Colonel Edmund Hegan Kennard VD FRGS (14 October 1834 – 9 July 1912) was an English Conservative politician who sat in the House of Commons in two periods between 1868 and 1885.

Kennard was the son of John Peirse Kennard and his wife Sophia Chapman. He was educated at Balliol College, Oxford, and became captain in the 8th Hussars.

At the 1868 general election Kennard was elected Member of Parliament (MP) for Beverley. The election was declared void on 11 March 1869. No writ was issued to replace the members and the constituency was disenfranchised by an Act which received Royal assent on 4 July 1870. The novelist Anthony Trollope was one of the defeated candidates in this final corrupt election for which Beverley was disfranchised, and drew on his experience directly for his description of the Percycross election in his novel Ralph the Heir, and also told the story in his Autobiography. Kennard was elected MP for Lymington in 1874 and held the seat until 1885.

Kennard became Honorary Colonel of the 15th Middlesex Rifle Volunteers and was ADC the Lord-Lieutenant of Ireland.
________________
● **Things to do**
a - Reproduce the section of the passage on Edmund Hegan Kennard that begins with the words containing "At the 1868" and ends with "Lord-Lieutenant of Ireland.".
b - Write a continuation of the passage on Edmund Hegan Kennard that follows on from its last sentence.

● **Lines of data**
________________
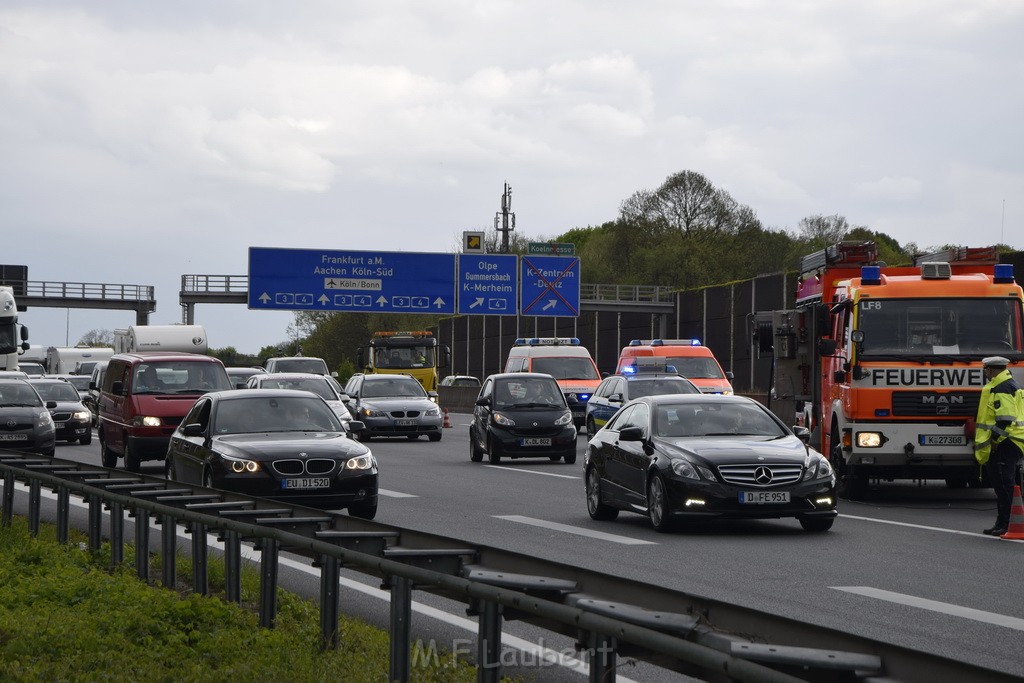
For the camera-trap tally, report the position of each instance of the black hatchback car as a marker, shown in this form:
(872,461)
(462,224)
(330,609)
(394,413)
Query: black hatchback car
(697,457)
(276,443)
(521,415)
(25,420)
________________
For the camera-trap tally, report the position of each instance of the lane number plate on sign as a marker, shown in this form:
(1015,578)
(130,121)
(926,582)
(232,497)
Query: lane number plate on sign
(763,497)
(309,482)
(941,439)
________________
● **Solved tasks**
a -
At the 1868 general election Kennard was elected Member of Parliament (MP) for Beverley. The election was declared void on 11 March 1869. No writ was issued to replace the members and the constituency was disenfranchised by an Act which received Royal assent on 4 July 1870. The novelist Anthony Trollope was one of the defeated candidates in this final corrupt election for which Beverley was disfranchised, and drew on his experience directly for his description of the Percycross election in his novel Ralph the Heir, and also told the story in his Autobiography. Kennard was elected MP for Lymington in 1874 and held the seat until 1885.

Kennard became Honorary Colonel of the 15th Middlesex Rifle Volunteers and was ADC the Lord-Lieutenant of Ireland.

b -
Kennard lived at Great Tangley Manor, Guildford, Surrey, where he died at the age of 77 on 9 July 1912.

Kennard married Agnes Hegan, daughter of Joseph Hegan, in January 1868. Their daughter Victoria married Frederick Ponsonby, 1st Baron Sysonby. Agnes, Mrs Hegan Kennard, published a translation from the Magyar of Maurus Jokai's 1872 work Az arany ember (The Man with the Golden Touch) in 1888 as Timar's Two Worlds.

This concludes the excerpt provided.